What you are asked to do — Only lines holding the word "beard" are wanted from the records; copy all of them.

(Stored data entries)
* * * *
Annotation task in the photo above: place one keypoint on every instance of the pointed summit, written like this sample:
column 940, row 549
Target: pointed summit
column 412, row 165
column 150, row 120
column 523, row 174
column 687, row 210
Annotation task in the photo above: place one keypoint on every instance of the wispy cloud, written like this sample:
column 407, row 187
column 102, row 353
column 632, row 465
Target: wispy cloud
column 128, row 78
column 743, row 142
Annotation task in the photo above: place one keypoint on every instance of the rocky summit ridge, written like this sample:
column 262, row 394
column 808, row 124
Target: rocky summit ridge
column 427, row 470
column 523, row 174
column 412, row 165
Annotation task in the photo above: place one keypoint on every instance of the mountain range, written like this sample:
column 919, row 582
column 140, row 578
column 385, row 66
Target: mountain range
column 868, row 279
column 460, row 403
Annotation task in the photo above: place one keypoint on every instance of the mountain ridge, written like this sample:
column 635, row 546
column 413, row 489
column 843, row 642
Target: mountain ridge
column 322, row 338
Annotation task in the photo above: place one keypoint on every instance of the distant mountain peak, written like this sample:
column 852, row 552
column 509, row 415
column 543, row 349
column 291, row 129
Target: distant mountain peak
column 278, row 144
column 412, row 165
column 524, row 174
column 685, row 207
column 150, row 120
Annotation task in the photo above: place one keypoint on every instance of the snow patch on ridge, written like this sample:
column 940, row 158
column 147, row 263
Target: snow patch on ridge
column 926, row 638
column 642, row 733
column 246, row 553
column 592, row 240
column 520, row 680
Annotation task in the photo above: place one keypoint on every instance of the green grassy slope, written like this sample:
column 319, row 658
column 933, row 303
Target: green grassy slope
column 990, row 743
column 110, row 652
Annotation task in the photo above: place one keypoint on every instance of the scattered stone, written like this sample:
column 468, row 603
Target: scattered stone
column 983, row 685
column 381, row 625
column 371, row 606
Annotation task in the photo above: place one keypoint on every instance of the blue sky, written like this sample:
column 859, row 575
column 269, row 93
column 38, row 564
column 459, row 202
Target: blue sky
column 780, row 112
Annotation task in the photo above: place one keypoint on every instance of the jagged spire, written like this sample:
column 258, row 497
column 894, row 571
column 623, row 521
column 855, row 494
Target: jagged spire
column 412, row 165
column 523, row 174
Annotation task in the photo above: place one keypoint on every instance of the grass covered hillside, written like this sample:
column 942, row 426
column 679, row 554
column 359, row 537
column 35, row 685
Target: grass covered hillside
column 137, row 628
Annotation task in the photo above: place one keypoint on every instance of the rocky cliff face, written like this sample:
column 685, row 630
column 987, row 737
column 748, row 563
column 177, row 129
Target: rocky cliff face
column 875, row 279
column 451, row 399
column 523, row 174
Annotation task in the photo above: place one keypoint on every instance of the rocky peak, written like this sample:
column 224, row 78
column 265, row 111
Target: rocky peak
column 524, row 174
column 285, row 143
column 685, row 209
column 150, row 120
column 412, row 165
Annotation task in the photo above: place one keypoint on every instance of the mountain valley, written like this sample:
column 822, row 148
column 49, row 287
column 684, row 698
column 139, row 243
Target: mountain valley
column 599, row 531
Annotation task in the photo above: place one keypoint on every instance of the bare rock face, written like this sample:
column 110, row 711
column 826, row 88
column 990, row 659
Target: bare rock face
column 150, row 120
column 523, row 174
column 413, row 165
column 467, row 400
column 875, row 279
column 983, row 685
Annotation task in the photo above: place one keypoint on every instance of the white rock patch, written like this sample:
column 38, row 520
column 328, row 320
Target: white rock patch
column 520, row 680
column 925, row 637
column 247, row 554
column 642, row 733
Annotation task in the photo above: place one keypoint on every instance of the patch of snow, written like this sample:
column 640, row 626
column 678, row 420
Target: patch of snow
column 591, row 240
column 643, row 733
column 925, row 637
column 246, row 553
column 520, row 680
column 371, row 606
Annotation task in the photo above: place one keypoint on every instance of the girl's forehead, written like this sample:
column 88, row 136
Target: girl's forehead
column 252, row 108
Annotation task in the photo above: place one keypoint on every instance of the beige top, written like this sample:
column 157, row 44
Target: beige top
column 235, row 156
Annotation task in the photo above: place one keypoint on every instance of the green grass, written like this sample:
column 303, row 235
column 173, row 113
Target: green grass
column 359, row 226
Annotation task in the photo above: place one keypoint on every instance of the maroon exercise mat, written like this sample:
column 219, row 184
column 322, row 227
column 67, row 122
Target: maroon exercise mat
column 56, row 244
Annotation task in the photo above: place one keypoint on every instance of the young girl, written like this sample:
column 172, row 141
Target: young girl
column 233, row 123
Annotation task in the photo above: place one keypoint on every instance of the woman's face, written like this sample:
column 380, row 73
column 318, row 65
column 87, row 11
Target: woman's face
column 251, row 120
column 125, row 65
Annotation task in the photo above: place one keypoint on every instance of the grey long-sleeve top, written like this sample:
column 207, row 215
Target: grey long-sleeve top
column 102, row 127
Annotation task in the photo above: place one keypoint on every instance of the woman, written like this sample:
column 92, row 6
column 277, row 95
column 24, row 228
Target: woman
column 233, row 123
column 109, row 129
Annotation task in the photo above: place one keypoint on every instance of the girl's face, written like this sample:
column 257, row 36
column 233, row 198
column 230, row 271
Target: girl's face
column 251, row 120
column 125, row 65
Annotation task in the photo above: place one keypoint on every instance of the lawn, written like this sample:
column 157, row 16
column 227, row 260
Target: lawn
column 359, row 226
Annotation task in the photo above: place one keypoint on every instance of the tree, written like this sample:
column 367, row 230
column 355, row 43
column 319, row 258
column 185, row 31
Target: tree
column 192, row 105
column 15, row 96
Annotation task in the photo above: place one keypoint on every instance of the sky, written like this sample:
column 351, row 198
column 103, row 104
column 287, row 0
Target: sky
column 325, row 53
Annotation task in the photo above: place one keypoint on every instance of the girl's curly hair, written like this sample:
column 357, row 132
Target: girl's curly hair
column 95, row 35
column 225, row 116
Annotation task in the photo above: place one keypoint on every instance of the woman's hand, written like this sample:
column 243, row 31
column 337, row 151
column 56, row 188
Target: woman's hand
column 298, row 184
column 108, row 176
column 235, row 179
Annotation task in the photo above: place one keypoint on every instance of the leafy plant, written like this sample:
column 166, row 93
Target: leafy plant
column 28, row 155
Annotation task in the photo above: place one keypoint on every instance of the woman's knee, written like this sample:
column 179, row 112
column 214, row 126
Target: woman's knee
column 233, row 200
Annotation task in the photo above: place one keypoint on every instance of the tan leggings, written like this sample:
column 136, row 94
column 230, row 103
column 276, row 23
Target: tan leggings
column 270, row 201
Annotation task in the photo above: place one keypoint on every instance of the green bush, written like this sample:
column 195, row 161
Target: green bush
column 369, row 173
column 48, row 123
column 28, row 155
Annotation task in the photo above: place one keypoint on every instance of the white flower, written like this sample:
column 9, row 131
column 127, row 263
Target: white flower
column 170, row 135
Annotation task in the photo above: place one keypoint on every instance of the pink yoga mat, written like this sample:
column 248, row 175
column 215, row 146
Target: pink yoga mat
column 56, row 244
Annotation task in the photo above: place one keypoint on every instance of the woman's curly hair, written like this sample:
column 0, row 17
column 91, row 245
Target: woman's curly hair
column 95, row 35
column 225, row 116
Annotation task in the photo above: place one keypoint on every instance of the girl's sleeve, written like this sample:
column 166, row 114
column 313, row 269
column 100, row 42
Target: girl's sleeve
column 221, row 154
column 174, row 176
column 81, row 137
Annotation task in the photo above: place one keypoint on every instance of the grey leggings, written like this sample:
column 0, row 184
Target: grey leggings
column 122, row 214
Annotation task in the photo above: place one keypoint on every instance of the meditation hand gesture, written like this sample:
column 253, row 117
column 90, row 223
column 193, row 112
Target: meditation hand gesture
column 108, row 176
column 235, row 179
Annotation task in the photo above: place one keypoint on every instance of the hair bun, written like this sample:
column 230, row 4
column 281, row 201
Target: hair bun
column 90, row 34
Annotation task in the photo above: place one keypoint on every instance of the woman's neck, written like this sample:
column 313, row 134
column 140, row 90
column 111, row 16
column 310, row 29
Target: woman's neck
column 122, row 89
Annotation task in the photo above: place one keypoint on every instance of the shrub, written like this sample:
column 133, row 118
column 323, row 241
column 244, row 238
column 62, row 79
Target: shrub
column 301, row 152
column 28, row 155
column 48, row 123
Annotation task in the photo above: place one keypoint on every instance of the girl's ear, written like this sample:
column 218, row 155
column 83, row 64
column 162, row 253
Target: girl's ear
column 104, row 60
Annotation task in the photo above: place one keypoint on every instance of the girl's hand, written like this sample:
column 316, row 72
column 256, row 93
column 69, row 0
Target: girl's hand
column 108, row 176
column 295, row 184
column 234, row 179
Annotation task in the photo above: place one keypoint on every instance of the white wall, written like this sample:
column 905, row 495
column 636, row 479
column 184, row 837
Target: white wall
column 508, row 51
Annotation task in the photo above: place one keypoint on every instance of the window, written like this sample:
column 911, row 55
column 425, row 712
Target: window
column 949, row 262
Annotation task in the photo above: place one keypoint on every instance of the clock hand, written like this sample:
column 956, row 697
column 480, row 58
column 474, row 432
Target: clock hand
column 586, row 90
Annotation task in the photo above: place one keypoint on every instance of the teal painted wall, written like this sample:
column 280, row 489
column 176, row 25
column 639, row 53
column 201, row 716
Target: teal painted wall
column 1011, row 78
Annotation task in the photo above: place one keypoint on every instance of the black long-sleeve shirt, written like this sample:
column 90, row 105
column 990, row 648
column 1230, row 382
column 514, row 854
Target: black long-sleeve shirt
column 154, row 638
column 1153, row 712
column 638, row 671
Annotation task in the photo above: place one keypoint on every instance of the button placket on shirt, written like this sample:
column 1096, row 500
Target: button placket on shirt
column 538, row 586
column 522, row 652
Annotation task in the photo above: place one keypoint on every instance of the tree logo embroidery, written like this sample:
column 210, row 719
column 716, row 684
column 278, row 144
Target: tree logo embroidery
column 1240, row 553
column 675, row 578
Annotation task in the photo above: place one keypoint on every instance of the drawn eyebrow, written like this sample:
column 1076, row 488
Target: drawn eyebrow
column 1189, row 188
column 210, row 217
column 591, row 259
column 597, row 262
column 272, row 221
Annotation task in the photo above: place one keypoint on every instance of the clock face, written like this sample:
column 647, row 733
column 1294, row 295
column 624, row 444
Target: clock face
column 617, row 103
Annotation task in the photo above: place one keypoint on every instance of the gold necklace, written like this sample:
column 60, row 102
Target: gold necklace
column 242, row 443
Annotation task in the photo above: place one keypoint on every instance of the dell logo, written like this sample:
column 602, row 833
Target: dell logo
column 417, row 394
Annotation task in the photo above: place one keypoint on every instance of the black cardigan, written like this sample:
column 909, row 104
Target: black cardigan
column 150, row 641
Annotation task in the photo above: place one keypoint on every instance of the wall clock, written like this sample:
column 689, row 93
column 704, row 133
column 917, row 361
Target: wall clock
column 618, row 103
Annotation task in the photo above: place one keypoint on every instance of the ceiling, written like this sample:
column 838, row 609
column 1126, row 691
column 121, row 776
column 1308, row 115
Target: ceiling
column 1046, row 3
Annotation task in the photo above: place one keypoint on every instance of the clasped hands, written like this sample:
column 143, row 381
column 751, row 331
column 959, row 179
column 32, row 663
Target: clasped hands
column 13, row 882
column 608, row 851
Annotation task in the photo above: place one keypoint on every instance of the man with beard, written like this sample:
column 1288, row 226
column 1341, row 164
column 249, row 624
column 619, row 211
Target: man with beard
* * * *
Answer space —
Annotation task in the photo above: place one keypoint on every instance of the man with beard, written like this sample:
Target: man with beard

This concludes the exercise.